Selected passage:
--- START ---
The big question is if the footfall is low – with the absence of children below 12 years – does it justify the cost of operating an entertainment centre?
“Children below the age of 12 years constitute almost 50% of the audience at entertainment centres, but we will still have the other 50%. However, we are wary about the cost of operation,” admits Vivekanand. “At the same time, with the relaxation of several restrictions, people will feel more confident to step out. This is a test period for the government and authorities to gauge how we are handling the situation with the phased reopening of the entertainment centres. On our part, we are undertaking all possible health and safety measures to welcome back our visitors. Eventually, the age restrictions will be lifted.”
Entertainment centres will look different
The entertainment facilities will operate at an approximate reduced capacity of 30%, ensuring the minimum distance requirements and calculate the square metre area required per person accordingly. In addition, the time of the operating cycle has increased considerably owing to increased sanitisation measures, which also has a bearing on capacity.
--- END ---
Directions:
a - Reproduce verbatim the passage on reopening entertainment facilities, beginning at the words "The big question" and stopping after "an entertainment centre?".
b - Write the next part of the article on reopening entertainment facilities, starting immediately after its final sentence.

Record extracts:
--- START ---
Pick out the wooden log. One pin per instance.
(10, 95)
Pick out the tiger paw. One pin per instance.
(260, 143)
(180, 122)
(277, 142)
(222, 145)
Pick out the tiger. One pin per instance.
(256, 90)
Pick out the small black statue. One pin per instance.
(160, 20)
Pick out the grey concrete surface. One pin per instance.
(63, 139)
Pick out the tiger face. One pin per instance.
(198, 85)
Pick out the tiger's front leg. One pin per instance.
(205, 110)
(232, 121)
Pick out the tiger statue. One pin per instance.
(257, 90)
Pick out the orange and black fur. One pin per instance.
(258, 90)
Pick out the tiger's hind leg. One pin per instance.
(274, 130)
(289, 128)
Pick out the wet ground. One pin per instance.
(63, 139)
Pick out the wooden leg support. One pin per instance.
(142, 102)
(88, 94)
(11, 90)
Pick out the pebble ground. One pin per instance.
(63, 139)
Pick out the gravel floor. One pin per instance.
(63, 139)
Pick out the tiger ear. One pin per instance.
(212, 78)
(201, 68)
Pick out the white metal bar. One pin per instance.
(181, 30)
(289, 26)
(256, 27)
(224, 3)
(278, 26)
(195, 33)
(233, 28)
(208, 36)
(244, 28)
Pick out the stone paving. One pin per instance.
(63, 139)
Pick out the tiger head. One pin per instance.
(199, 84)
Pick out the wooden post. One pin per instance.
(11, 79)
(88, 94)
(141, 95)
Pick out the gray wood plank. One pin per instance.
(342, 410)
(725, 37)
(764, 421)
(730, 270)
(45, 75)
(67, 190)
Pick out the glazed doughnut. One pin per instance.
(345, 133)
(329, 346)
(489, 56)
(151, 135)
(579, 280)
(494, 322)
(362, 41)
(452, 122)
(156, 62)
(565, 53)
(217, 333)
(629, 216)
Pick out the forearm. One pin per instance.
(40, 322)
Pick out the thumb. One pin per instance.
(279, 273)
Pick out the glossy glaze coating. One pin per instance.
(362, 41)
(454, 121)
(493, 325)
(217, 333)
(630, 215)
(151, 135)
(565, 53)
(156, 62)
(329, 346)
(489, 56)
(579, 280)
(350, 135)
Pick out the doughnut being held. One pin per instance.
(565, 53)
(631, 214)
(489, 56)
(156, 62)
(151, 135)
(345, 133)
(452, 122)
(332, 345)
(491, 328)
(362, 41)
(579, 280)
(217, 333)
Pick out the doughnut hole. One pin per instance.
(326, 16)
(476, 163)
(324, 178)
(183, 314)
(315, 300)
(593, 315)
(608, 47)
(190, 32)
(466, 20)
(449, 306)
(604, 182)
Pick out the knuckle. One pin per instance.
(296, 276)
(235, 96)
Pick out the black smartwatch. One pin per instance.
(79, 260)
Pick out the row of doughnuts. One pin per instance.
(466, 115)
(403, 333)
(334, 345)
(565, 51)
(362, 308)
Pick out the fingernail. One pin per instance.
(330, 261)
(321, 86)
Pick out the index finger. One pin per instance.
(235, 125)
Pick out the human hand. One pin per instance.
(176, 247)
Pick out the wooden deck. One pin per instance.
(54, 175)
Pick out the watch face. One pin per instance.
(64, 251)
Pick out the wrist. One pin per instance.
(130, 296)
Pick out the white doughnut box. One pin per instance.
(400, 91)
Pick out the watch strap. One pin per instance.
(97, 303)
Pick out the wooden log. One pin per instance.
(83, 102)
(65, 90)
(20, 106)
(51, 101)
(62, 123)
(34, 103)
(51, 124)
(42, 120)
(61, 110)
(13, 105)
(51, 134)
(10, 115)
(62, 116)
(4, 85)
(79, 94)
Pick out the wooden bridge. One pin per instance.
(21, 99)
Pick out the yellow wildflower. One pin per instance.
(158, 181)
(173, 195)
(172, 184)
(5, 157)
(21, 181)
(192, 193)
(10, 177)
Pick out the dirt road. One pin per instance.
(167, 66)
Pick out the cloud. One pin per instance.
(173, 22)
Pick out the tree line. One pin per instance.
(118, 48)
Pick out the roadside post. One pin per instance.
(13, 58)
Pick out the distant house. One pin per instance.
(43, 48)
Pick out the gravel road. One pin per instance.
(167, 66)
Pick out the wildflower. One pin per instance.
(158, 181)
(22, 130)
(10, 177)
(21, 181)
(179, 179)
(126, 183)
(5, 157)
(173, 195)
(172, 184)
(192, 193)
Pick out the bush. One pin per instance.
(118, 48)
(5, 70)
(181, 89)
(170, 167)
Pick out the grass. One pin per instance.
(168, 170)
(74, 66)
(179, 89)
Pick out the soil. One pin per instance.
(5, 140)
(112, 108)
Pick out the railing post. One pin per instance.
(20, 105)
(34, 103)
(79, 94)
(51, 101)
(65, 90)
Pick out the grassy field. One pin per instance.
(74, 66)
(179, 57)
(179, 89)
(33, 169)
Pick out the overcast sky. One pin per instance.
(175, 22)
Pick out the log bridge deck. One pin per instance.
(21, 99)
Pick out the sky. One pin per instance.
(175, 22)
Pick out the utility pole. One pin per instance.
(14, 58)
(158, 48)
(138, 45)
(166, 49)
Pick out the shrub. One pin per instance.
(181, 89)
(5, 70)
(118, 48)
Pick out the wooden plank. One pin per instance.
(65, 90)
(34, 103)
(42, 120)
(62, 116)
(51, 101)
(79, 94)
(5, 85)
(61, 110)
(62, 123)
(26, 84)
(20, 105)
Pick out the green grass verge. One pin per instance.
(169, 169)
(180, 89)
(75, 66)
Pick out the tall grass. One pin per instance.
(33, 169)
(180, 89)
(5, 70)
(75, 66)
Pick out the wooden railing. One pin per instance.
--- END ---
Task-by-task results:
a -
The big question is if the footfall is low – with the absence of children below 12 years – does it justify the cost of operating an entertainment centre?

b -
There is still anxiety and, as a result, a possible urge among consumers to not engage in discretionary spending compared to pre-COVID levels. In the short term, thus, will the entertainment centres remain largely empty?
“Entertainment centres will certainly look different for a period of time,” Vivekanand responds. “For instance, we understand that facilitating cashless transaction is one of the many things in the entire entertainment experience. There are still several other touchpoints that children will come in contact as part of their entertainment experience. So, operators are being extremely cautious about safety measures through constant sanitisation of the facilities, ensuring visitors and staff wear face masks and gloves at all times, disabling a certain number of seats to maintain the required distance, along with easy social distancing signage.”
“However, human beings will start socialising again. A key part of that socialising will involve visiting the entertainment destinations and shopping malls. Changes will happen; we have to accept that entertainment involves discretionary spending. We have to accept that consumers will tend to spend less for a while. The frequency of their visits to entertainment centres might reduce. In response, most entertainment destinations are relooking at their pricing policies to encourage visitors to return. In addition, as an industry, we will focus on creating games and activities that will facilitate peer-to-peer learning in the long-term. We are focussing on innovating and enhancing socialisation within our entertainment destinations,” he adds.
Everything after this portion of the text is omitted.